- What is expected: Extract each of the entries below and reproduce every line unchanged.

- Excerpted data:
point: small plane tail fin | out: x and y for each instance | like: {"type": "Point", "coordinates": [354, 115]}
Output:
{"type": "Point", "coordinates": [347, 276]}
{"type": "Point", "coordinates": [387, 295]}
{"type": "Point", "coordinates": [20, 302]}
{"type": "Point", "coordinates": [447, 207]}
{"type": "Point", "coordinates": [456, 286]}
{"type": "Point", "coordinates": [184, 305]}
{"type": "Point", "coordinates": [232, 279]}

- Result of the task:
point: small plane tail fin | out: x and y for each instance | like: {"type": "Point", "coordinates": [354, 115]}
Output:
{"type": "Point", "coordinates": [347, 276]}
{"type": "Point", "coordinates": [387, 295]}
{"type": "Point", "coordinates": [20, 302]}
{"type": "Point", "coordinates": [447, 207]}
{"type": "Point", "coordinates": [456, 286]}
{"type": "Point", "coordinates": [184, 305]}
{"type": "Point", "coordinates": [232, 279]}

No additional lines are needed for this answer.